**Your objective**: Rewrite the records below, changing each "Example output" to "Sample output" and leaving all other text as it is.

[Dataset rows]

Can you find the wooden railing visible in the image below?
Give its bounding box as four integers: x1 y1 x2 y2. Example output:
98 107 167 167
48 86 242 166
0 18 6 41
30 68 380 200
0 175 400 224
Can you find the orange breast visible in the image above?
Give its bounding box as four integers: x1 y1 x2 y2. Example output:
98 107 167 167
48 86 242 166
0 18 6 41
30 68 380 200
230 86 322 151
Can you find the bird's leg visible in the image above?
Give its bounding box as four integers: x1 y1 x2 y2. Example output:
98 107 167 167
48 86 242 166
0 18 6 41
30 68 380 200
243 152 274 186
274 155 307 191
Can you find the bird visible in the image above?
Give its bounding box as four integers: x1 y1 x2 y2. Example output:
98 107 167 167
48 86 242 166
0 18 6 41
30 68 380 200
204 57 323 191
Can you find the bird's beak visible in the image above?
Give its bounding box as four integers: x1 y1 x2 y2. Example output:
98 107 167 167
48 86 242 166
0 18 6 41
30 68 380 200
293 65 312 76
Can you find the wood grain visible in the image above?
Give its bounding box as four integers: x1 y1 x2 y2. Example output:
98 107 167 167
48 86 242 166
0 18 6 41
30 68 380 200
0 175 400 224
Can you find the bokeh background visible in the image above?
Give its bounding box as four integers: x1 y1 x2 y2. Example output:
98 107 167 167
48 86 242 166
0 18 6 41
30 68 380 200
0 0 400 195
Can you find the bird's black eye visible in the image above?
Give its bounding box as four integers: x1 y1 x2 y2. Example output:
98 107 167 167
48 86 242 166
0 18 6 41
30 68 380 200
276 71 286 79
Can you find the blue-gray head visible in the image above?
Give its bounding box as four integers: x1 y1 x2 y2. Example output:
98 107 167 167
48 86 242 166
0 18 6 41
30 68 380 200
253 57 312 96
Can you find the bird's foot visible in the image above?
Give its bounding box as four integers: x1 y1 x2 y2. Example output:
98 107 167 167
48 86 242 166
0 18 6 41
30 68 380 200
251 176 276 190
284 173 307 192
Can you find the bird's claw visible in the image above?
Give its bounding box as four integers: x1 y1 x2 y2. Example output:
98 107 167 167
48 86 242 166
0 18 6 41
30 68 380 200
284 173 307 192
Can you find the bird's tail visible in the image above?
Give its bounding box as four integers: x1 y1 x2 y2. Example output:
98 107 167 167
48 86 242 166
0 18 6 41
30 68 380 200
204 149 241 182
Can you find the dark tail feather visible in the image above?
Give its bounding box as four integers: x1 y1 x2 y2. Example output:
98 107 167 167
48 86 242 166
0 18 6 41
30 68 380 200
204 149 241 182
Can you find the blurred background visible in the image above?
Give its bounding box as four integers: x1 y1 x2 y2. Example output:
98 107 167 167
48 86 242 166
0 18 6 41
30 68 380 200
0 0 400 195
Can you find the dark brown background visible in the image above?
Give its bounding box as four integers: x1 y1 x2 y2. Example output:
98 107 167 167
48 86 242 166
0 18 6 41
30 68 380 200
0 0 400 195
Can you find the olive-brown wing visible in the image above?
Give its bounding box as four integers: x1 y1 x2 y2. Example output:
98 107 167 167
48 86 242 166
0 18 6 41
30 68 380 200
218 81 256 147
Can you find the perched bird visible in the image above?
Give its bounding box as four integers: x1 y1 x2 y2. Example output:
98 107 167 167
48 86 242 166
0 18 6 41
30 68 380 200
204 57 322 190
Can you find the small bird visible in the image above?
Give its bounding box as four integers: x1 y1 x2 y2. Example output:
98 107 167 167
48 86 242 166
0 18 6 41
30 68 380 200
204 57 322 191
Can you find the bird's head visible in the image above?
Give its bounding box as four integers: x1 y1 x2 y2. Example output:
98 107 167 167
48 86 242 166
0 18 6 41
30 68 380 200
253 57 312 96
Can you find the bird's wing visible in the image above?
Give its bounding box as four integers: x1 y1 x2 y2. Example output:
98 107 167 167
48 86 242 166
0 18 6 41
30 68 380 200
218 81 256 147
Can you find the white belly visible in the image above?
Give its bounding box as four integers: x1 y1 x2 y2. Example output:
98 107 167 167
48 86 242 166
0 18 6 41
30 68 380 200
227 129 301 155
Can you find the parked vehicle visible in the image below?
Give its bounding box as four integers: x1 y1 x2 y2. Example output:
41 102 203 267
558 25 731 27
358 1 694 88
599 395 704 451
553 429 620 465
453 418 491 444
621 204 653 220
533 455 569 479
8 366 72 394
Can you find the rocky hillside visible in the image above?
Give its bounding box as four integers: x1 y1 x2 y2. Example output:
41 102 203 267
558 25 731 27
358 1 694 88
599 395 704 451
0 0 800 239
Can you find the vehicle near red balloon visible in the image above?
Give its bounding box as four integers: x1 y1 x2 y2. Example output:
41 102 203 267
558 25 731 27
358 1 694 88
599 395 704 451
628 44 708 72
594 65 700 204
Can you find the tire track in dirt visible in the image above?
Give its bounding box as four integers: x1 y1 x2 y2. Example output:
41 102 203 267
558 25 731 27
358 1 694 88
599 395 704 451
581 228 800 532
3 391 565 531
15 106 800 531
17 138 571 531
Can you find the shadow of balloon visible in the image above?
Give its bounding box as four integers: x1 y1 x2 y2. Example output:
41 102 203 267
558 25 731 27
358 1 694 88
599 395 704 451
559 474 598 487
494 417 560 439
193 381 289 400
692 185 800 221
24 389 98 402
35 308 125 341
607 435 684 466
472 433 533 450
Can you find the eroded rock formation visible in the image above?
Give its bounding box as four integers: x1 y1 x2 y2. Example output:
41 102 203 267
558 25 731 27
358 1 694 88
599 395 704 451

**Task result**:
Can you find the wooden railing visible in the image below?
Give its bounding box as four integers: x1 y1 x2 y2. Sample output:
98 107 167 167
48 86 242 166
0 18 6 41
30 68 380 200
0 175 400 224
Can you find the orange breast visible in the image above?
Give its bounding box as four integers: x1 y1 x2 y2. Sample output:
98 107 167 167
48 86 242 166
0 18 6 41
30 68 380 200
230 86 322 151
Can you find the bird's leg visible in the image above?
Give its bounding box as four integers: x1 y1 x2 y2. Sample output:
98 107 167 167
48 86 242 166
0 18 6 41
30 68 380 200
243 152 274 186
274 155 307 191
Can you find the bird visible in the image above?
Give its bounding box as four integers: x1 y1 x2 y2. Sample output:
98 107 167 167
48 86 242 166
0 18 6 41
30 68 380 200
204 57 323 191
Can you find the bird's beak visible in the image above?
Give its bounding box as four integers: x1 y1 x2 y2. Sample output:
98 107 167 167
48 86 242 166
0 18 6 41
30 68 380 200
293 65 312 76
Can you find the wood grain visible in the image above?
Give its bounding box as four integers: x1 y1 x2 y2. Sample output:
98 107 167 167
48 86 242 166
0 18 6 41
30 68 380 200
0 175 400 224
Can you find the bokeh background visible in the image above?
Give its bounding box as four integers: x1 y1 x2 y2. Sample output:
98 107 167 167
48 86 242 166
0 18 6 41
30 68 380 200
0 0 400 195
Can you find the bird's black eye visible in the image above?
Give its bounding box as four integers: x1 y1 x2 y2. Sample output:
98 107 167 167
48 86 242 166
0 18 6 41
30 68 380 200
276 71 286 79
Can you find the blue-gray head visible in the image above?
Give its bounding box as four integers: x1 y1 x2 y2. Sample output:
98 107 167 167
48 86 242 166
0 18 6 41
30 68 380 200
253 57 312 96
Can you find the bird's foot visible in the image above?
Give its bounding box as four integers: x1 y1 x2 y2. Sample output:
98 107 167 167
48 86 242 166
0 18 6 41
30 68 380 200
251 176 276 190
284 173 307 192
Can you find the bird's claw visible in the image above?
Give its bounding box as four integers: x1 y1 x2 y2. Sample output:
98 107 167 167
48 86 242 166
0 18 6 41
30 68 380 200
284 173 307 192
Can you find the bird's tail visible in the image above?
Give its bounding box as four integers: x1 y1 x2 y2. Sample output:
98 107 167 167
48 86 242 166
0 18 6 41
30 68 380 200
204 149 241 182
Can you find the dark tail feather visible in the image above?
Give its bounding box as four integers: x1 y1 x2 y2. Sample output:
98 107 167 167
48 86 242 166
0 18 6 41
30 68 380 200
204 149 241 182
Can you find the blurred background visible in the image above?
Give its bounding box as four integers: x1 y1 x2 y2. Sample output:
98 107 167 167
48 86 242 166
0 18 6 41
30 68 380 200
0 0 400 195
Can you find the dark brown background visible in the image above?
Give its bounding box as four integers: x1 y1 x2 y2. Sample output:
98 107 167 167
48 86 242 166
0 18 6 41
30 68 380 200
0 0 400 195
Can you find the olive-brown wing visible in the image above?
Give its bounding box as four integers: x1 y1 x2 y2. Sample output:
98 107 167 167
48 86 242 166
0 18 6 41
30 68 380 200
218 81 256 147
Can you find the perched bird visible in the image above?
Give its bounding box as four integers: x1 y1 x2 y2. Sample output:
98 107 167 167
48 86 242 166
0 18 6 41
30 68 380 200
204 57 322 190
Can you find the small bird visible in the image above?
Give its bounding box as four integers: x1 y1 x2 y2. Sample output:
98 107 167 167
48 86 242 166
0 18 6 41
30 68 380 200
204 57 322 191
Can you find the bird's head visible in the image above?
Give its bounding box as four integers: x1 y1 x2 y2. Sample output:
98 107 167 167
48 86 242 166
0 18 6 41
30 68 380 200
253 57 312 96
Can you find the bird's wing visible in the image above?
Give its bounding box as four integers: x1 y1 x2 y2. Sample output:
98 107 167 167
48 86 242 166
0 18 6 41
30 68 380 200
218 81 256 147
Can you find the white belly visible in the image above?
Give its bounding box as four integers: x1 y1 x2 y2. Sample output:
98 107 167 167
48 86 242 166
0 18 6 41
30 68 380 200
227 129 301 155
Can you find the parked vehicle visible in the image below?
Give its bounding box as four integers: x1 y1 x2 y2. Sample output:
41 102 203 267
558 25 731 27
358 1 694 88
599 395 704 451
553 429 620 465
453 418 491 444
621 204 653 220
533 455 569 479
8 366 72 394
Can you find the rocky hillside visible in the image above?
Give its bounding box as four integers: x1 y1 x2 y2. Sample output:
41 102 203 267
558 25 731 27
358 1 694 88
599 395 704 451
0 0 800 239
Can you find the vehicle near red balloon visible in the image above?
Give its bounding box as four integers: x1 y1 x2 y2. Sample output:
41 102 203 267
558 25 731 27
358 1 694 88
599 395 704 451
628 44 708 72
594 65 700 204
Can you find the tire track in dirt visible in the image above?
Give its bounding box as four integers: x1 y1 x2 y2. Sample output:
41 102 203 267
558 25 731 27
358 1 694 88
599 395 704 451
581 228 800 532
3 391 565 531
15 106 800 531
17 138 571 531
Can you find the shadow of balloon visible in the image above?
Give its bounding box as four integers: x1 y1 x2 y2. Sample output:
41 102 203 267
558 25 731 27
358 1 694 88
599 395 704 451
559 474 598 487
494 417 560 439
193 381 289 400
692 185 800 221
24 389 98 402
35 308 125 341
607 435 684 466
472 433 533 450
Can you find the eroded rock formation visible in the image above?
Give its bounding box as four integers: x1 y1 x2 y2. Sample output:
41 102 203 267
558 25 731 27
358 1 694 88
599 395 704 451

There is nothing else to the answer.